Exercise details — Rewrite every entry below, changing "set one pin" to "place a single marker" and keeping everything else the same. Omit the pictures from your version.

====== Records for this exercise

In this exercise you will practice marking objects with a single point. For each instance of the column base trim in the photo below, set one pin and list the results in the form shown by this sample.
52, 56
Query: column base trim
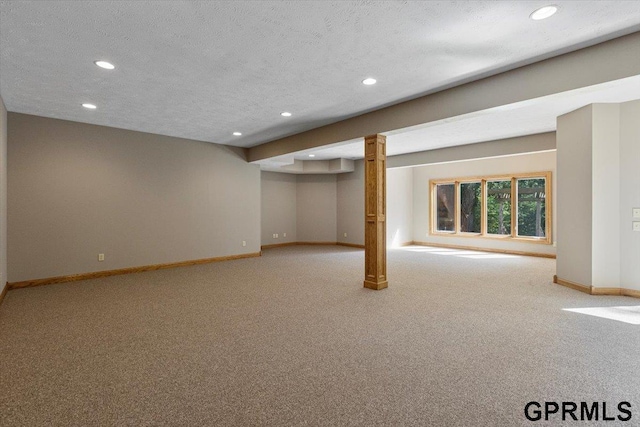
376, 286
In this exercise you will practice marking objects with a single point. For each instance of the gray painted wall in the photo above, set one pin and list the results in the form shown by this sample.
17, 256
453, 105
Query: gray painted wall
629, 193
535, 162
316, 210
350, 205
76, 190
279, 194
3, 195
399, 206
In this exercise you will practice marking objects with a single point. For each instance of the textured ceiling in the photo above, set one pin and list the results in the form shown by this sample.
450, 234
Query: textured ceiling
204, 69
522, 118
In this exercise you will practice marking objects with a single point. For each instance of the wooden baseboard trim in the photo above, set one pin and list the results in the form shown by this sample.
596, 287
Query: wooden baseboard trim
630, 292
595, 290
278, 245
317, 243
573, 285
106, 273
350, 245
606, 291
475, 248
4, 292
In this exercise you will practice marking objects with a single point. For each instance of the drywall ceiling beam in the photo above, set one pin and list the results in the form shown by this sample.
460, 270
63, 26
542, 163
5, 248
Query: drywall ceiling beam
482, 150
612, 60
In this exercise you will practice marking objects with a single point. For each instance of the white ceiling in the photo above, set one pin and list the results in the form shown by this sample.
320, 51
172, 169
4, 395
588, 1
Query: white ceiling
204, 69
507, 121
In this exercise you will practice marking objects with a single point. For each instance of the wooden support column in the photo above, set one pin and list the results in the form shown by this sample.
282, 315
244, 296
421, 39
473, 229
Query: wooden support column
375, 208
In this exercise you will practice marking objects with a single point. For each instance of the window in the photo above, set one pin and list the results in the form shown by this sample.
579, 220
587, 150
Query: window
513, 206
446, 207
499, 207
470, 207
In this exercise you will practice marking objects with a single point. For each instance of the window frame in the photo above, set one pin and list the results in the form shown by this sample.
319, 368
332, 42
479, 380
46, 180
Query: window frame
433, 216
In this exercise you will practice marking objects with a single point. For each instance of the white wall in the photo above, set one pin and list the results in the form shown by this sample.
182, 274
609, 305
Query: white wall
350, 205
279, 195
629, 194
605, 195
3, 196
76, 190
599, 184
535, 162
573, 210
316, 208
399, 206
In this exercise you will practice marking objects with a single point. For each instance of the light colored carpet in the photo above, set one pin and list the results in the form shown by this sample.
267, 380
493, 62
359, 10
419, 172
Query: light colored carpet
293, 338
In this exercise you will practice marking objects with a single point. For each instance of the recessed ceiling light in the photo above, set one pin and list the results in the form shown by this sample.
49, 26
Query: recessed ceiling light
104, 64
543, 12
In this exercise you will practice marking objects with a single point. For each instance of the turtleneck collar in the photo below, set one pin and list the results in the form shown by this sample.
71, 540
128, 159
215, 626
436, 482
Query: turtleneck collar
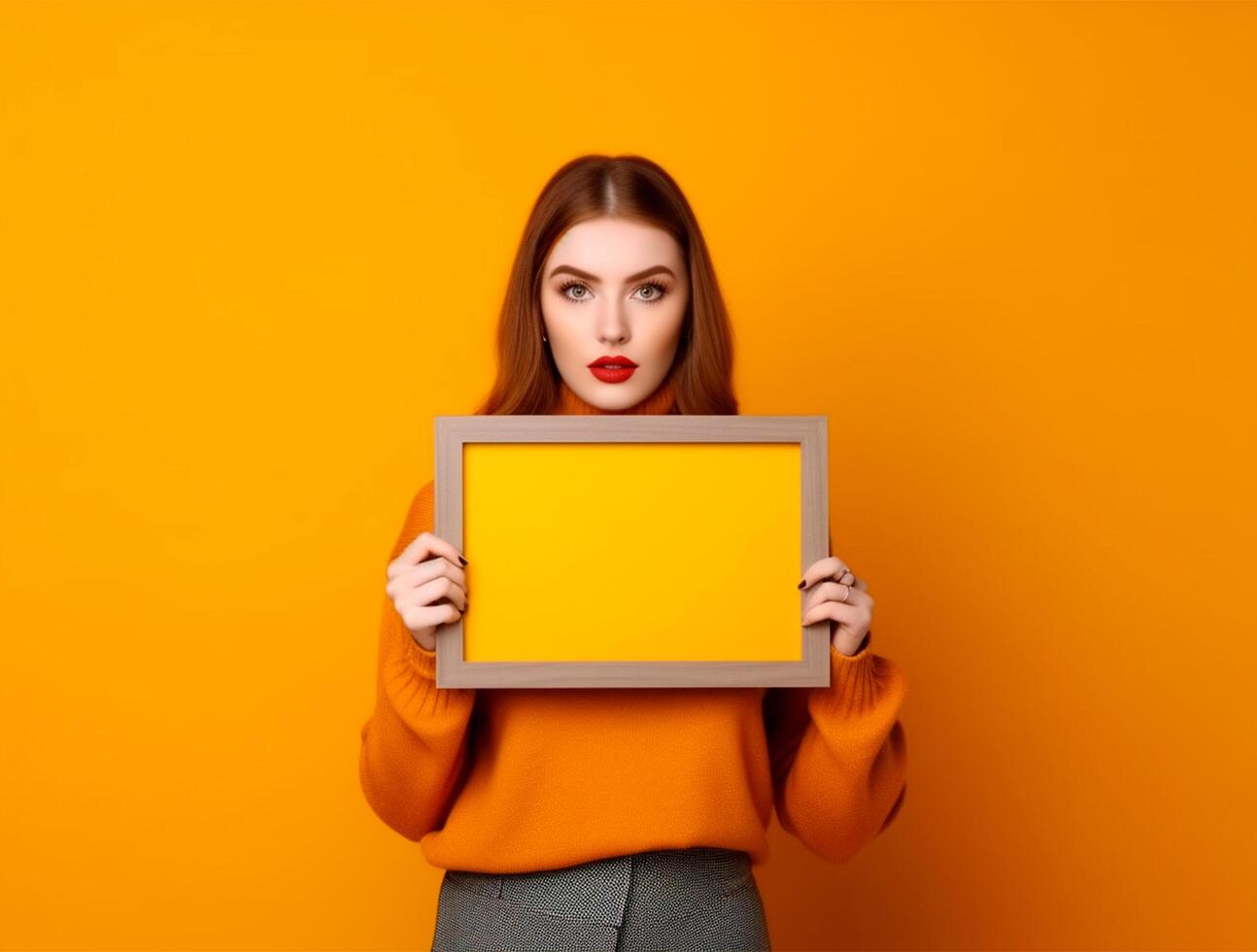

============

Answer to this problem —
In this exercise you will practice marking objects with a single point. For each instance of the column base trim in the photo below, place a single marker and list the results in the form shown by this sample.
52, 56
Query: column base trim
376, 286
In this exercise you will practice marking objects with a single point. For each instance of the gray painted wall in the photo above, place a single marker and list the results in the form shown by this sample.
17, 256
453, 105
Query: gray painted wall
629, 193
535, 162
316, 210
350, 205
76, 190
279, 194
3, 195
399, 206
In this exercise you will practice marking objects with a single point. For each instance of the textured ceiling in the photo above, place a single marker and list the results in the form shown by this sample.
450, 234
Query: textured ceiling
204, 69
522, 118
In this exercise you will practice marking objects with a single point. For each instance of the wooden baseboard trim in the photo above, place a single marker and list the results in the form shown by this sample.
596, 287
Query: wooden baseboard trim
630, 292
595, 290
278, 245
317, 243
573, 285
106, 273
350, 245
606, 291
475, 248
4, 292
In this exercise you will practice marking objects with a single point. For each instance of the drywall ceiling beam in the photo above, place a single marker and list the results in the form shown by this sample.
460, 270
63, 26
542, 163
5, 248
Query: drywall ceiling beam
482, 150
612, 60
In this exercise you will practice marking objects with a single point. For each instance of the white ceiling in the photo above, place a single marker and list the results in the form shown by this sample.
320, 51
172, 169
4, 395
588, 1
Query: white ceiling
204, 69
507, 121
In this exercise you will practice marking objects with a single point. For each instance of the wooden support column in the photo above, place a single marker and list the results in the form shown by this sample.
282, 315
244, 296
421, 39
473, 229
Query: wooden support column
375, 208
In this exercise you will practice marking objects with a single point. For each instance of the window in the photo above, place a single marker and list the results in the form shown by this sample.
579, 220
587, 150
Query: window
513, 206
446, 207
499, 207
470, 207
In this exercise you will practice marking objects with a single point. For each instance of the window frame in the photo above, place a single marker and list the results in the form shown by this sample.
319, 368
332, 42
479, 380
46, 180
Query: window frame
433, 216
In this exercise you will practice marking objects with a single point. For each instance of the white wall in the photo above, place a single marker and list the results in the form shown by this sample.
182, 274
609, 305
Query: white wall
350, 205
279, 195
629, 194
605, 195
3, 196
76, 190
599, 184
535, 162
573, 210
316, 208
399, 206
In this exercise you will practice marking objects with a single point. For each instance of the light colored carpet in the photo above, place a single marker and list the results in the form shown by this sample.
267, 380
493, 62
359, 10
419, 172
Query: light colored carpet
293, 338
In this exercise you will practice marking objects with a single point. For each instance of the recessed ceiling light in the photo above, place a single marker and list the results in the form shown by this sample.
49, 26
Query: recessed ceiling light
104, 64
543, 12
In this exercise you will practice marking objects with a single point. For each instance of the turtleneck collar in the photo below, place a single marker and list the results in the form shown by this sample.
71, 540
128, 159
215, 626
436, 482
Query: turtleneck collar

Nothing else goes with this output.